— BEGIN RECORDS —

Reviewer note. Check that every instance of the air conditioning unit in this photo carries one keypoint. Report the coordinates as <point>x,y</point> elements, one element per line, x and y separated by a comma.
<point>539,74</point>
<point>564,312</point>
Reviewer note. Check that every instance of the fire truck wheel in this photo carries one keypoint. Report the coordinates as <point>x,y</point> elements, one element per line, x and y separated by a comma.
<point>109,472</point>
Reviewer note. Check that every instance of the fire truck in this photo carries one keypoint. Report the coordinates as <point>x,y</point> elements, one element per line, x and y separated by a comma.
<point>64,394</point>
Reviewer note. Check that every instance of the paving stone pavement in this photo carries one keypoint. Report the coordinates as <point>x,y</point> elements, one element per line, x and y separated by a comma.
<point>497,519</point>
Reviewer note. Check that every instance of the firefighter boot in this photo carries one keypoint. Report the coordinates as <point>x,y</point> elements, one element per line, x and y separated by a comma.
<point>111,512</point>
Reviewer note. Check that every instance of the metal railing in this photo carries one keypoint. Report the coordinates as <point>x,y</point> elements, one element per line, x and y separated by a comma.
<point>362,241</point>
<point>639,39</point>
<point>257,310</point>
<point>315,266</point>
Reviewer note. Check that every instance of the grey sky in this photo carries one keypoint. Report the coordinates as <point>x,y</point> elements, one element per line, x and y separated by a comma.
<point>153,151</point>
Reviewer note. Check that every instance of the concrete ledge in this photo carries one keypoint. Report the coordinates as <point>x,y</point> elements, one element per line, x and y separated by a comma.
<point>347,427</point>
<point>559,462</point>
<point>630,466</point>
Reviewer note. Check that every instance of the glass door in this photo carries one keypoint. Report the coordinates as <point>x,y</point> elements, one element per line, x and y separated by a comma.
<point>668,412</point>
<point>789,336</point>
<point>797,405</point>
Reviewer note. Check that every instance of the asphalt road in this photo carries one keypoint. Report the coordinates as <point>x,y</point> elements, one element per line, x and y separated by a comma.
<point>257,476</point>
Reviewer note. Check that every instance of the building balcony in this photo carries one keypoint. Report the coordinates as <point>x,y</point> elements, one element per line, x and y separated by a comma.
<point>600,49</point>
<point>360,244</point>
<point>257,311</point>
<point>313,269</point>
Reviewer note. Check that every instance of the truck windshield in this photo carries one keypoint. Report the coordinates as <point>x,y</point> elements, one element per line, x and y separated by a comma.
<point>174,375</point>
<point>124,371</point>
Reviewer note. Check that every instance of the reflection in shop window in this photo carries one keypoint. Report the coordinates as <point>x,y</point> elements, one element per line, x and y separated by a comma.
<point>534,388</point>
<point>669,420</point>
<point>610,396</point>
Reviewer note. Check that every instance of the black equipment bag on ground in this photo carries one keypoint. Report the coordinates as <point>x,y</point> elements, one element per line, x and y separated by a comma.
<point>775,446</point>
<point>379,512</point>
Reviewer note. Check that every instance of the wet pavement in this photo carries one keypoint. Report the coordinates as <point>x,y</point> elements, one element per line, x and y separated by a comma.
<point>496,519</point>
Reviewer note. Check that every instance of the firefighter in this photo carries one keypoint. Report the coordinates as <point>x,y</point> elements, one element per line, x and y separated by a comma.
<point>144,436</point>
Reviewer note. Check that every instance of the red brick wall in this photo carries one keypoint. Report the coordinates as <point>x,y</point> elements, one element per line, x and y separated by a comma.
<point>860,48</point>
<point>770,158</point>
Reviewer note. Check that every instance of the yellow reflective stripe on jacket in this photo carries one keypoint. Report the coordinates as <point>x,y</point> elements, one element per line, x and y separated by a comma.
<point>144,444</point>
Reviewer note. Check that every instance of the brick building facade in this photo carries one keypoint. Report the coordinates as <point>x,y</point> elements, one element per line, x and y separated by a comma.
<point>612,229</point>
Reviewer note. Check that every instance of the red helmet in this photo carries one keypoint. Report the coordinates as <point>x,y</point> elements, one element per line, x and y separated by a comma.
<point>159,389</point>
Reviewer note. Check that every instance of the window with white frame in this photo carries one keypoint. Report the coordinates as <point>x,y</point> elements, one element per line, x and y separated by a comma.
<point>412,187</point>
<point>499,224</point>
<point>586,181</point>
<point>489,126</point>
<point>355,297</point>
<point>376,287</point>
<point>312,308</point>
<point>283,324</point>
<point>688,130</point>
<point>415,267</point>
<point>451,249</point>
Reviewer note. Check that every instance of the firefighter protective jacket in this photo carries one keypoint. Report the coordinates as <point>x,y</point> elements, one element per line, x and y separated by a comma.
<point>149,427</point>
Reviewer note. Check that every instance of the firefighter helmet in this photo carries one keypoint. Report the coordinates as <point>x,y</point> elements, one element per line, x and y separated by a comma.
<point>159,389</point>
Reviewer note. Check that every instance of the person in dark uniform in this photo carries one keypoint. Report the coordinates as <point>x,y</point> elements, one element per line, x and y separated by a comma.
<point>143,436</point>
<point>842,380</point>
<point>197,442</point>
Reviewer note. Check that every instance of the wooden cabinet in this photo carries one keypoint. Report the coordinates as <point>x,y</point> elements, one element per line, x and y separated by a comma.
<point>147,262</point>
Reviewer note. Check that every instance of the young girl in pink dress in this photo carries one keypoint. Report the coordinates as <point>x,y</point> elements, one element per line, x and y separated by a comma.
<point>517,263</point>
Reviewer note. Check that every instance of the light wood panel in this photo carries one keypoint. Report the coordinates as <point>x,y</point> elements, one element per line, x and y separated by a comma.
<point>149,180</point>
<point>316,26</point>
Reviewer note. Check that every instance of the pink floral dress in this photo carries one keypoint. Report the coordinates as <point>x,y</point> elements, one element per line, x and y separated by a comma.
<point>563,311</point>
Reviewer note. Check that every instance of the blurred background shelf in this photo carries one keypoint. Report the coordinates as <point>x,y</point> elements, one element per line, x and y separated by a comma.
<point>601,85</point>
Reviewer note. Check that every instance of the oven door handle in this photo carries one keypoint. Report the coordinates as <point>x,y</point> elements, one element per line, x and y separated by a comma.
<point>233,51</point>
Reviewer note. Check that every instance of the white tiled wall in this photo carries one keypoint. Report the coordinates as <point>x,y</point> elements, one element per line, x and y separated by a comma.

— END RECORDS —

• _TASK PROMPT_: Copy out verbatim the items from the line containing "Reviewer note. Check that every instance of the wooden" through the line containing "<point>147,262</point>", inclusive.

• _RESULT OF THIS EXERCISE_:
Reviewer note. Check that every instance of the wooden cabinet in this photo carries one keypoint. Report the coordinates as <point>x,y</point> elements, one element per line, x and y separated by a comma.
<point>147,262</point>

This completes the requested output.